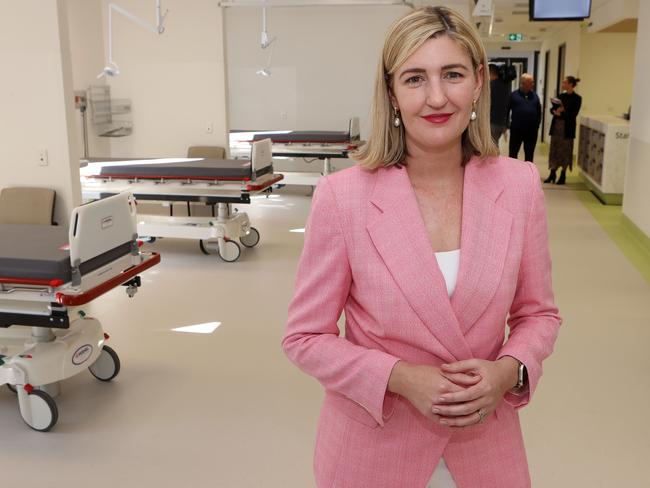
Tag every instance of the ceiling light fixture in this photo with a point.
(111, 69)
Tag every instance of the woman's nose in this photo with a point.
(436, 96)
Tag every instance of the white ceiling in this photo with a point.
(511, 16)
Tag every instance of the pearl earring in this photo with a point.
(396, 121)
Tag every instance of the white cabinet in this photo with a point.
(602, 155)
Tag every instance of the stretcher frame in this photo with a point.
(60, 340)
(217, 233)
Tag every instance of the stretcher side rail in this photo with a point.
(74, 300)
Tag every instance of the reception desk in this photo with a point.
(602, 156)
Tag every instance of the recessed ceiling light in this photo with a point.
(207, 328)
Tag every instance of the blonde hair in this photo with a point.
(386, 145)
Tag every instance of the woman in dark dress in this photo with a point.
(563, 130)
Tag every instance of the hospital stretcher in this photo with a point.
(323, 145)
(46, 274)
(219, 183)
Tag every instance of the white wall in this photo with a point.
(636, 198)
(176, 81)
(612, 12)
(36, 100)
(85, 23)
(323, 65)
(606, 72)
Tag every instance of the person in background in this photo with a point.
(563, 130)
(424, 387)
(525, 113)
(499, 94)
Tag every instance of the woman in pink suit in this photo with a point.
(430, 246)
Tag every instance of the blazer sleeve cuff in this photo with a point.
(379, 402)
(521, 399)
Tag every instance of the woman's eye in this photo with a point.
(453, 75)
(414, 80)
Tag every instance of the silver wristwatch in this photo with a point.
(522, 377)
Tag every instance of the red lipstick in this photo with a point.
(437, 118)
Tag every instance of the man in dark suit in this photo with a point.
(499, 95)
(525, 112)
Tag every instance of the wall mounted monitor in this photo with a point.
(559, 9)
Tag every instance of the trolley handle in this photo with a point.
(87, 296)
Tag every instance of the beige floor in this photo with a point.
(227, 410)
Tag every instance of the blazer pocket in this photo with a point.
(355, 411)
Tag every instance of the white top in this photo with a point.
(448, 262)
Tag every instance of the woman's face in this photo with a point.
(566, 86)
(433, 90)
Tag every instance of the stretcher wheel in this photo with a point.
(208, 247)
(107, 365)
(39, 411)
(229, 251)
(252, 239)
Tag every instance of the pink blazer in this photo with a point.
(367, 253)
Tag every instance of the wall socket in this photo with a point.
(43, 159)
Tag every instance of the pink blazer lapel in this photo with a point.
(485, 235)
(398, 233)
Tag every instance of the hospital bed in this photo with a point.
(219, 183)
(47, 273)
(321, 145)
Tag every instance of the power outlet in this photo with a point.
(43, 159)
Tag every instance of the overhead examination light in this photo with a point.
(111, 68)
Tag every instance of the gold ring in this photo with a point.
(481, 415)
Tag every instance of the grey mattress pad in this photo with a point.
(306, 136)
(204, 169)
(34, 252)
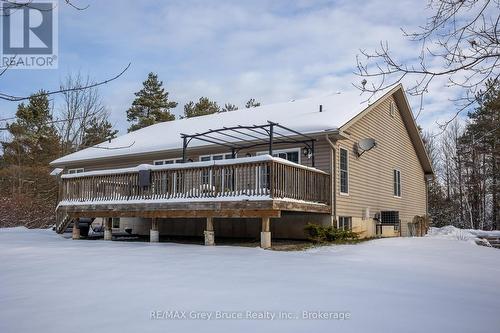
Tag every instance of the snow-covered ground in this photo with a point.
(430, 284)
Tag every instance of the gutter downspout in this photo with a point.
(333, 179)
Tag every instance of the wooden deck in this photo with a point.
(245, 187)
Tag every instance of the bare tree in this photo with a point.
(17, 5)
(81, 106)
(459, 42)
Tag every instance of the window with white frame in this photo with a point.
(345, 222)
(292, 154)
(397, 182)
(207, 178)
(115, 224)
(344, 171)
(167, 161)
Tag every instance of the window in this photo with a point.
(392, 109)
(168, 161)
(345, 222)
(292, 155)
(115, 223)
(397, 183)
(344, 171)
(207, 178)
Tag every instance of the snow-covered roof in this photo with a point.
(187, 165)
(300, 115)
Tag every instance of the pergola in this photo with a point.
(241, 137)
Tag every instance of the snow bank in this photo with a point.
(421, 284)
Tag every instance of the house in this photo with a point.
(257, 172)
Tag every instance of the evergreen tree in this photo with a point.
(203, 107)
(97, 132)
(229, 107)
(151, 105)
(33, 144)
(252, 103)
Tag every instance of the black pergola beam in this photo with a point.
(274, 137)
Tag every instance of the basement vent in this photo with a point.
(389, 217)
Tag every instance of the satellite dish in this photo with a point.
(365, 145)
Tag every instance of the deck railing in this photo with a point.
(261, 176)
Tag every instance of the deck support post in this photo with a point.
(209, 232)
(76, 229)
(108, 223)
(154, 233)
(265, 235)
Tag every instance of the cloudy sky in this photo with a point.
(230, 51)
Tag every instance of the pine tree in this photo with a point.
(34, 139)
(151, 105)
(97, 132)
(252, 103)
(33, 144)
(229, 107)
(203, 107)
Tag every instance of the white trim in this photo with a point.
(392, 108)
(75, 170)
(340, 173)
(168, 159)
(286, 150)
(400, 187)
(241, 160)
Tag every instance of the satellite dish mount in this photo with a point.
(365, 145)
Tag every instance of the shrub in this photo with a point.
(321, 234)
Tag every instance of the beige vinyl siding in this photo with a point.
(371, 175)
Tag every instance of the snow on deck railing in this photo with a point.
(258, 176)
(188, 165)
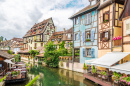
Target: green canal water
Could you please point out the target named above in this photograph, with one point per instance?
(55, 77)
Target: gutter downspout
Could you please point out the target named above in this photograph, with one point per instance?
(73, 47)
(112, 27)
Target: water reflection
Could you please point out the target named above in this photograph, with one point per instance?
(55, 77)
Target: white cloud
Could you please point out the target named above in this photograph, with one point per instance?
(18, 16)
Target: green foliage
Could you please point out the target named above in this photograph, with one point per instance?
(15, 73)
(94, 70)
(32, 82)
(3, 78)
(33, 52)
(10, 52)
(85, 67)
(51, 55)
(116, 77)
(88, 40)
(103, 73)
(17, 58)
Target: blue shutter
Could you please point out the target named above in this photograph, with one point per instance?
(92, 35)
(79, 36)
(92, 52)
(74, 36)
(74, 21)
(83, 36)
(83, 52)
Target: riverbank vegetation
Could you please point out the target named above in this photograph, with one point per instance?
(32, 82)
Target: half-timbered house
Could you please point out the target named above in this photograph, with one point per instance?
(39, 34)
(85, 31)
(109, 27)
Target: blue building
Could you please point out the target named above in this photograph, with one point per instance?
(85, 23)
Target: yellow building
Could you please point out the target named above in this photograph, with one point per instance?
(39, 34)
(109, 26)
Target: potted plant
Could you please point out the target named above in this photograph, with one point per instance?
(104, 39)
(85, 68)
(88, 40)
(116, 77)
(105, 21)
(35, 47)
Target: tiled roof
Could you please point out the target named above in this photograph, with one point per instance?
(85, 9)
(69, 30)
(40, 27)
(5, 55)
(123, 13)
(55, 33)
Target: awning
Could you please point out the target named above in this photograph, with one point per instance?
(122, 68)
(109, 59)
(8, 61)
(89, 61)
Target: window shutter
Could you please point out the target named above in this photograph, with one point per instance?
(79, 36)
(83, 36)
(74, 21)
(74, 36)
(78, 20)
(92, 52)
(92, 35)
(83, 52)
(101, 36)
(108, 35)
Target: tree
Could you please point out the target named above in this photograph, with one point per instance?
(51, 55)
(62, 50)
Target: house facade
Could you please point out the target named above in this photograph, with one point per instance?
(39, 34)
(125, 21)
(85, 31)
(68, 37)
(109, 27)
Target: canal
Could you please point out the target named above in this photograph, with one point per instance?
(55, 77)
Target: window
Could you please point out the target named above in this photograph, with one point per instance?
(106, 17)
(77, 20)
(35, 44)
(88, 35)
(53, 40)
(93, 2)
(69, 36)
(88, 52)
(105, 36)
(127, 26)
(41, 44)
(76, 36)
(88, 18)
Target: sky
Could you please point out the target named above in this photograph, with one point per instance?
(18, 16)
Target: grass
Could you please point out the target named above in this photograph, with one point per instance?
(32, 82)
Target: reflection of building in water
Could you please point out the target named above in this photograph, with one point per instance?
(74, 78)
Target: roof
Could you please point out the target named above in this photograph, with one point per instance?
(126, 11)
(5, 55)
(39, 26)
(105, 4)
(24, 51)
(86, 9)
(109, 59)
(55, 33)
(122, 68)
(69, 30)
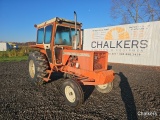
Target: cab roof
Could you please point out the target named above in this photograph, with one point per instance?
(60, 20)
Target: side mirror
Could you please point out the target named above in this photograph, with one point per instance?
(75, 42)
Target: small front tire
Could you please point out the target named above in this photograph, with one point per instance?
(72, 92)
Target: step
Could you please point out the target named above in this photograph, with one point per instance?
(46, 79)
(49, 71)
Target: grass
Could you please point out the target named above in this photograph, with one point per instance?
(15, 58)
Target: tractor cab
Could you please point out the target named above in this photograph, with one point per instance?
(60, 42)
(57, 34)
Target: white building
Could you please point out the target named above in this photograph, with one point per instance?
(4, 46)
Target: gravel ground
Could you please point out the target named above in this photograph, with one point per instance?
(135, 96)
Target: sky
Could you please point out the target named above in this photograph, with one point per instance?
(17, 17)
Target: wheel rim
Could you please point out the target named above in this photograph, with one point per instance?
(103, 86)
(70, 94)
(31, 68)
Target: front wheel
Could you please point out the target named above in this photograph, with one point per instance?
(106, 88)
(72, 92)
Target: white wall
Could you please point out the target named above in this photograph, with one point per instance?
(3, 46)
(130, 44)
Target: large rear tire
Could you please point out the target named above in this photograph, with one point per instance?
(38, 65)
(106, 88)
(72, 92)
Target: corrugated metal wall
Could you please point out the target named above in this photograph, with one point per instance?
(130, 44)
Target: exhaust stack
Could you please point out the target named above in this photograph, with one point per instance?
(74, 38)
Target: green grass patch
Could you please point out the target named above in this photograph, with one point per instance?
(15, 58)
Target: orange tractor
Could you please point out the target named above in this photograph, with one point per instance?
(60, 49)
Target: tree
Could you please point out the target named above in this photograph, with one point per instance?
(134, 11)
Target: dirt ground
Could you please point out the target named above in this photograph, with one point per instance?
(136, 95)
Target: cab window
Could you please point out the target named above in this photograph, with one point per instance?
(48, 34)
(40, 35)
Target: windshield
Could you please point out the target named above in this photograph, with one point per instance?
(64, 35)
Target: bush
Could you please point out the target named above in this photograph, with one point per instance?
(22, 51)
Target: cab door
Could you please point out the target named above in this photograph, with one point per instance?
(47, 40)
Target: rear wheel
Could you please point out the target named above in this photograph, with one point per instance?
(106, 88)
(38, 65)
(72, 92)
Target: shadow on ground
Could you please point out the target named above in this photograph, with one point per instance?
(127, 97)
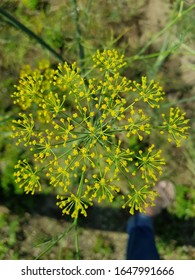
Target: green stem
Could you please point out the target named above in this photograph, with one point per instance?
(76, 238)
(14, 22)
(78, 35)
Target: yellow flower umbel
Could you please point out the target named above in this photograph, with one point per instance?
(77, 133)
(176, 126)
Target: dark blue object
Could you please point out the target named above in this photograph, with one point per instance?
(141, 242)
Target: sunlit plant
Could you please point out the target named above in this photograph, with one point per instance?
(77, 130)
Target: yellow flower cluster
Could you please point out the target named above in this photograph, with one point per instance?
(177, 126)
(77, 133)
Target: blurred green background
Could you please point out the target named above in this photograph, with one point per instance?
(157, 38)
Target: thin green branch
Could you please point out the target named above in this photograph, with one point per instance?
(78, 34)
(14, 22)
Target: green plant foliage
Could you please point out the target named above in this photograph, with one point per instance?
(73, 132)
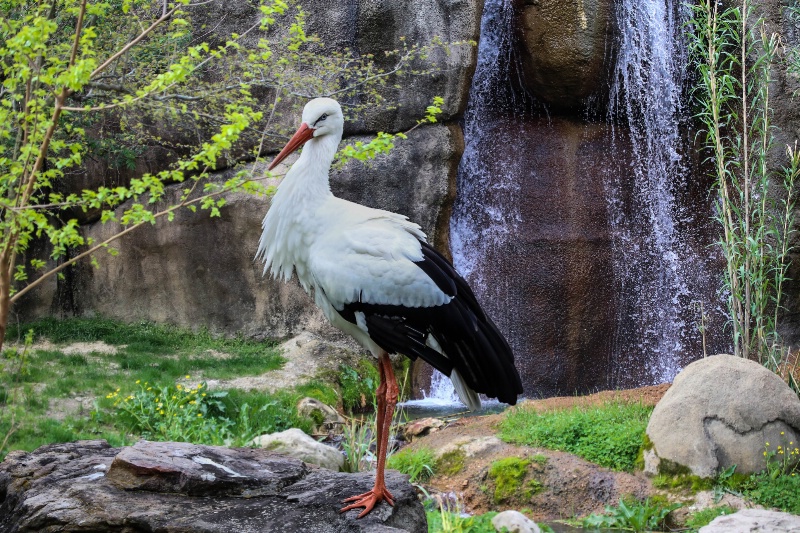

TASK TO COMPLETE
Wherever the word "building" turns up in the records above, copy the line that holds it.

TASK ANSWER
Target: blue building
Target: yellow building
Target: reflection of building in water
Target: white building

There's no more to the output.